Look below for the line containing "Where can you see the purple"; from there through the line containing "Where can you see the wet", both lines included, please set down each line exactly and nothing else.

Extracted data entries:
• • • •

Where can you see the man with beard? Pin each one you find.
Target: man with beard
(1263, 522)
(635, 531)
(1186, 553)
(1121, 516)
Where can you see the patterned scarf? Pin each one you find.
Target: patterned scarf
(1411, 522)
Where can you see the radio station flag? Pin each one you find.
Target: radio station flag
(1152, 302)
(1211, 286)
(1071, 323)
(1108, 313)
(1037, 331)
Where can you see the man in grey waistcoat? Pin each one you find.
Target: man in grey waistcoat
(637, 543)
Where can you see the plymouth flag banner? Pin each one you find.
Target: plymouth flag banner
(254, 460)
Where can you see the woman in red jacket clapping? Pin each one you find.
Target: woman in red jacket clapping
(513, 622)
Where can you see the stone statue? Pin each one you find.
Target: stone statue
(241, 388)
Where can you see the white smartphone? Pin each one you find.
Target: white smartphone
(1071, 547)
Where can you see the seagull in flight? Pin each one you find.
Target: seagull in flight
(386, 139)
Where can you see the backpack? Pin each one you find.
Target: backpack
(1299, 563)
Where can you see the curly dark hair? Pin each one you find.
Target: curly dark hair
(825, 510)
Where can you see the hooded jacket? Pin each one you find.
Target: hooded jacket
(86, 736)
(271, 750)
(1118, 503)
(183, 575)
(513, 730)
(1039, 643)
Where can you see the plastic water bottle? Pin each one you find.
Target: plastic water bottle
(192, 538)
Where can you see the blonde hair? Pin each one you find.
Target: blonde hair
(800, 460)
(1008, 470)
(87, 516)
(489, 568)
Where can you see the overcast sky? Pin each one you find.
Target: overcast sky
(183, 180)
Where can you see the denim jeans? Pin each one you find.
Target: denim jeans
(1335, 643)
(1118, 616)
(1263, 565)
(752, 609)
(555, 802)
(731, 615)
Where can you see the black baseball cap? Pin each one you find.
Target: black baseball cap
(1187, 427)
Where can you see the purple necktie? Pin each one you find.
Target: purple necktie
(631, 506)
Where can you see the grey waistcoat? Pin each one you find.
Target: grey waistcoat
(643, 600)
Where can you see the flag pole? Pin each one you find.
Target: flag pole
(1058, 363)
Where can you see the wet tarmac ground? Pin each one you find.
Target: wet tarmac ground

• • • •

• [Output of the task]
Where can you see the purple necktie? Pin each one you find.
Target: purple necktie
(631, 506)
Where can you see the grey waistcoat? Pin each one you find.
Target: grey waistcoat
(643, 600)
Where can you see the flag pole? Pin each one you find.
Target: flag pole
(1058, 363)
Where can you see the wet tarmac ground? Pin each one you find.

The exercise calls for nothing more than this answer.